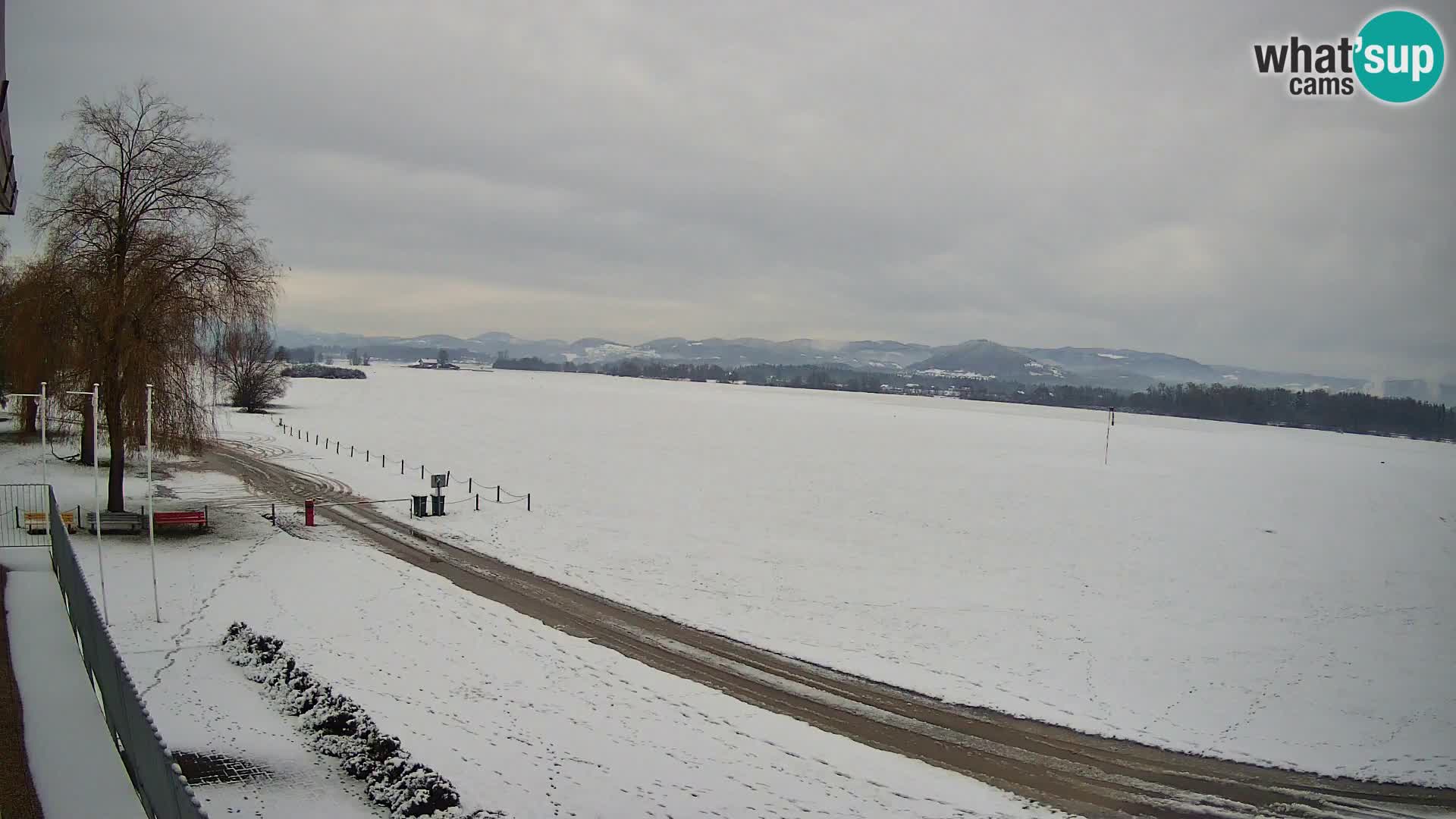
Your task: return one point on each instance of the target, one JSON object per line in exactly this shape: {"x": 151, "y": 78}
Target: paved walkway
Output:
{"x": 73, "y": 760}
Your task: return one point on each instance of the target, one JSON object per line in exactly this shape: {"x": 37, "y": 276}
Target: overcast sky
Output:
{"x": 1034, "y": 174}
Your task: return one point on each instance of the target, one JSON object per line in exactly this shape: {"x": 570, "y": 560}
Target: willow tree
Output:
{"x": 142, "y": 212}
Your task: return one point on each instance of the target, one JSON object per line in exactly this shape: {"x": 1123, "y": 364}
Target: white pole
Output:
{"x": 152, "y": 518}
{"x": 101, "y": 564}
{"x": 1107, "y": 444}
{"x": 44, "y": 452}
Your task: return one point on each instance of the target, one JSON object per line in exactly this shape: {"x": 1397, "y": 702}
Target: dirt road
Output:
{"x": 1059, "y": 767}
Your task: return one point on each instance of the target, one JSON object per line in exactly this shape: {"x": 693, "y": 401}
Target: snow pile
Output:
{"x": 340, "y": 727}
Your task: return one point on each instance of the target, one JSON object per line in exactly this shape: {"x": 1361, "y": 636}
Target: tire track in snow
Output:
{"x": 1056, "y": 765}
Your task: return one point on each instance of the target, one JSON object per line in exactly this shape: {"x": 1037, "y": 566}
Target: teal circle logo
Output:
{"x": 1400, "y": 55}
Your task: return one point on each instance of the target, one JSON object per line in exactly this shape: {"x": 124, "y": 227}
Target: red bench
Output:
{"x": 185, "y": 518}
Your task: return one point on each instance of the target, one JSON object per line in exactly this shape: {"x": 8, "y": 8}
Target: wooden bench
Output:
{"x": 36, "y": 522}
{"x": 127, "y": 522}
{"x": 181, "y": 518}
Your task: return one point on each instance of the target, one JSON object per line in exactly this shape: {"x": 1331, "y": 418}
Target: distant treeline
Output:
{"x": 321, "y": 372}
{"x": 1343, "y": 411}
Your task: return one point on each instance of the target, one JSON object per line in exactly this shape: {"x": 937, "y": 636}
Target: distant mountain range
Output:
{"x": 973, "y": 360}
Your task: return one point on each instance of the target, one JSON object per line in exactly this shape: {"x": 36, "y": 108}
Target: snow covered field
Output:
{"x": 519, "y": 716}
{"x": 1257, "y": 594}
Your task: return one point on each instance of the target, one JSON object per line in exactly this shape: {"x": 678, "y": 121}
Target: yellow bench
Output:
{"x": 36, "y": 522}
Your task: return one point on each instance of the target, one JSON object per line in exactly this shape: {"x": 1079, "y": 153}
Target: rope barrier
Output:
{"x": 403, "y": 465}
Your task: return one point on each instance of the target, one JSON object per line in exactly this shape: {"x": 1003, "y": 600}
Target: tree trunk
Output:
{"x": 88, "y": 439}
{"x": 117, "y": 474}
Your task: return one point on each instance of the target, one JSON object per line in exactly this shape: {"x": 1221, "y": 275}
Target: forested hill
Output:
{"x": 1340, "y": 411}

--- WHAT YOU HAVE TO DO ---
From the data, pick out every line that includes "distant".

--- FINISHED EXERCISE ---
Target: distant treeline
Target: distant mountain range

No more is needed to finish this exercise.